It's about time I blogged. I just didn't have the *desire* to blog within the past few days. Why? I'm just pure lazy. Besides, I had work to do. I still have work to do.

Tomorrow will be the first day of the progress tests. I really don't see the importance, and there's way to many tests in a year. I'd like to make a suggestion that we have four semesters instead of two. (But hey, who am I that the Ministry of Education will listen to, huh?) In that way, students will have four tests instead of, what, six tests in a year (?). If I'm mistaken, then, I apologize.

There was something that happened to me in church on Saturday. And I can't shake off the feelings I felt when it happened. I'm not sure whose great idea it was, okay, because I had a whole room of people laughing at me. And for goodness' sake, there was an adult in the room (who, I believe, was the one who made a crack about me). The people in the room were, unmistakably, laughing their heads off at me. I regretted responding to my friend's call. Apparently, he was the one who invited me to go into to room to be laughed at, but, luckily I didn't enter. I just watched from the outside. It was already bad enough from the outside. They were laughing at me like as if there was something really wrong with me. And that adult person had such a big laughing mouth that I could've *stuffed* both my sandals and my underwear in that person's mouth. Then I'd really give them something to laugh about.

RECORDS SUPPLIED:

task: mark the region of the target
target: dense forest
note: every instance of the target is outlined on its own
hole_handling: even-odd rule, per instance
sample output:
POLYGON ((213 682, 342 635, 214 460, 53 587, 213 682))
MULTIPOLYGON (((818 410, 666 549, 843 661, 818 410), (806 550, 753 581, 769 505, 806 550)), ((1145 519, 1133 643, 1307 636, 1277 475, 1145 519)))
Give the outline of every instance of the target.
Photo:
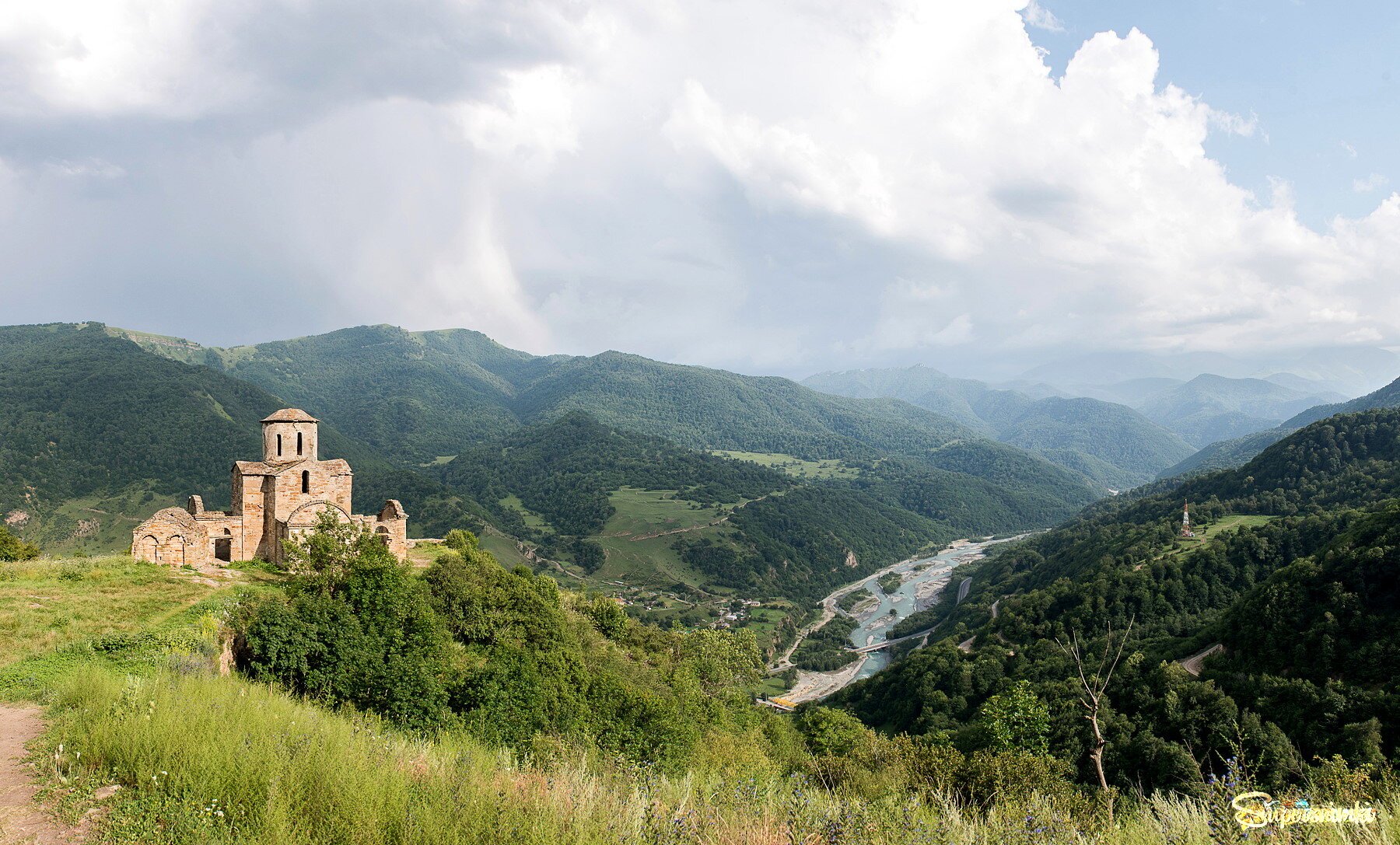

WHAT IS EXPECTED:
Answer these questions using the blog post:
1. What tests start tomorrow?
2. How many semesters does the writer propose instead of two?
3. On what day did the incident at church take place?
The records come from a separate source and are unrelated to the blog post.

FULL RESPONSE:
1. The progress tests.
2. Four.
3. Saturday.